**STORED DATA**
Segment Open

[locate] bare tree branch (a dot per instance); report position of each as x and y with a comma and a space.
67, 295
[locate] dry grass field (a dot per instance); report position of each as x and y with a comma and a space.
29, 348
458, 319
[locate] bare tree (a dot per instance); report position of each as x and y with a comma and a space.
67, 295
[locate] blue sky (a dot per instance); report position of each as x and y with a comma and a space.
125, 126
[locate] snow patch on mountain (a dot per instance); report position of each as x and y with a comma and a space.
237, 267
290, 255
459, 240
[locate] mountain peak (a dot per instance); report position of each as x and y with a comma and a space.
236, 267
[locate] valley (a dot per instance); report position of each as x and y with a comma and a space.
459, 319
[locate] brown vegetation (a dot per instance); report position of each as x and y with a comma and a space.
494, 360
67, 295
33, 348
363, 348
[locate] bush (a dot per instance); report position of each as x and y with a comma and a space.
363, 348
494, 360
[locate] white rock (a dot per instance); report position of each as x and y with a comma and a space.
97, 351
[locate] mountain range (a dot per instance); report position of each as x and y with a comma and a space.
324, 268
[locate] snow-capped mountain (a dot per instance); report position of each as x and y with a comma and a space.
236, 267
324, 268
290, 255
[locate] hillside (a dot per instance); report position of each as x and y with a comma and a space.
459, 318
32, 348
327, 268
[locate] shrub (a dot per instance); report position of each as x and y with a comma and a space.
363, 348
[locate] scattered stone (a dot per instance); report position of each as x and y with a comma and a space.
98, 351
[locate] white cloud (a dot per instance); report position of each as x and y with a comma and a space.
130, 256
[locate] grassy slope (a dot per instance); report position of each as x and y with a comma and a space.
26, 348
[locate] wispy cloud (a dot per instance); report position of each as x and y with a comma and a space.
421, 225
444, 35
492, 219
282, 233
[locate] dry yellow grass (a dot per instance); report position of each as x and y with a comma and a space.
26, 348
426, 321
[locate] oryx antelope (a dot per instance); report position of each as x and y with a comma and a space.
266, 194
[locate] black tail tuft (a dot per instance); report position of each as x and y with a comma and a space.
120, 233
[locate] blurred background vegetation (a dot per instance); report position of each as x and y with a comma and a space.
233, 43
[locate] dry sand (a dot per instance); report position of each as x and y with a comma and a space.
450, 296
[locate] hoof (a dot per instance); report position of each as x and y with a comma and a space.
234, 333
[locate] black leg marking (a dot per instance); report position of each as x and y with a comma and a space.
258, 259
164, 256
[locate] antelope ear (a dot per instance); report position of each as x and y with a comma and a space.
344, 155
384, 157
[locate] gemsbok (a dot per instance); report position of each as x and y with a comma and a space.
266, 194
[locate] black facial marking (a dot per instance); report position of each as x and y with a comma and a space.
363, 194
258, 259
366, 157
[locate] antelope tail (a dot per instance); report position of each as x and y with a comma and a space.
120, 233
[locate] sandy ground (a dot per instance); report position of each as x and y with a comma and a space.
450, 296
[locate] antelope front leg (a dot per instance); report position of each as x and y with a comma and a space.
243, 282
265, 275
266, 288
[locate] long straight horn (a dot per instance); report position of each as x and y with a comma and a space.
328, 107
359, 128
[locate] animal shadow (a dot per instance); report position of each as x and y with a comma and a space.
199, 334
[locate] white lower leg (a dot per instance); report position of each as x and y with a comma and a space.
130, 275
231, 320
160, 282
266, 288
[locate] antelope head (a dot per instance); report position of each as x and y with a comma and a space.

Segment Closed

**ABOUT THIS EXERCISE**
Transcribe the listing. Every line must match exactly.

**REPLY**
[locate] bare tree branch (a dot per instance); report position of each as x and y with a comma and a space.
67, 295
[locate] dry grass field (a dot per instance); report position of each as x and y with a comma and a space.
29, 348
458, 319
[locate] bare tree (a dot per instance); report position of each as x and y with a comma and a space.
67, 295
[locate] blue sky (a dot per instance); report position of each as x and y with a comma and a space.
125, 126
[locate] snow patch on mountain (a dot per instance); report position of each as x and y with a comma and a space.
237, 267
290, 255
459, 240
[locate] mountain peak (a dot per instance); report position of each as x and y with a comma and a space.
236, 267
[locate] valley (a dot per instance); report position of each as x and y with a comma and a space.
459, 319
[locate] brown vegetation (a dot per instance); report position of each as x and y with a comma and a space.
494, 360
67, 295
33, 348
363, 348
[locate] bush (a dot per instance); report position of each as x and y with a comma and a space.
363, 348
494, 360
[locate] white rock (a dot per instance); report position of each as x and y with a comma and a space.
97, 351
[locate] mountain range (a dot per instance); report position of each as x and y with a comma and a space.
324, 268
[locate] snow-capped mountain (a dot per instance); report position of each as x and y with a comma and a space.
236, 267
324, 268
290, 255
[locate] hillside (a dot per instance); report position of each as x and y with a comma and a space.
459, 318
32, 348
327, 268
[locate] shrub (a dot per instance); report position of each as x and y with a comma and a space.
363, 348
[locate] scattered stone (a dot per instance); report position of each as x and y with a comma and a space.
98, 351
[locate] white cloud (a dot per instance); report position of each as x and y with a comma and a space.
130, 256
[locate] grassy slope (a dot per instance); report position of each as x and y with a comma and a space.
26, 348
[locate] wispy cloud (a dot per instance); report position of each as x and y with a comma and a space.
421, 225
444, 35
492, 219
282, 233
[locate] dry yellow grass (a dot per instance); report position of each as x and y with a comma and a space.
26, 348
426, 321
[locate] oryx antelope (a dot per instance); report position of each as x and y with a comma and a space.
266, 194
[locate] black tail tuft (a dot per instance); report position of each as x and y with a comma and a space.
120, 233
[locate] blurred background vegetation (a dot per instance); report position of each as x and y with a comma and a space.
233, 43
[locate] dry sand (a dot per instance); report position of each as x and y with a comma and a space.
450, 296
[locate] hoof (a dot per instance); report position of each as x and y with a comma and a space.
234, 333
[locate] black leg marking (a dot per instance); report position of each as x and y with a comma and a space.
258, 259
164, 256
[locate] antelope ear (a dot per instance); report position of each as x and y with a comma and a space.
344, 155
384, 157
[locate] gemsbok (a dot per instance); report position of each as x and y with a comma and a space.
266, 194
[locate] black facial marking (a dot per instance); report position of each as x and y with a comma and a space.
363, 194
258, 259
366, 157
[locate] antelope tail (a dot per instance); report position of each as x and y with a comma and a space.
120, 233
[locate] sandy ground (a dot per instance); report position of each as x and y with a comma and a space.
450, 296
[locate] antelope front leg (a dot per instance); report position of each as x and y with a comma and a space.
243, 282
265, 275
266, 288
[locate] long straight horn (a dot per instance); report position of each as x and y with a comma and a space.
328, 107
359, 128
[locate] animal shadow (a dot per instance); report position of each as x and y with a comma and a space.
199, 334
[locate] white lower leg (a dot per instance); report position of each as x and y with a comma and a space.
130, 275
231, 320
160, 282
266, 288
[locate] antelope head (a dot per instance); report position of each as x and y with a comma and a space.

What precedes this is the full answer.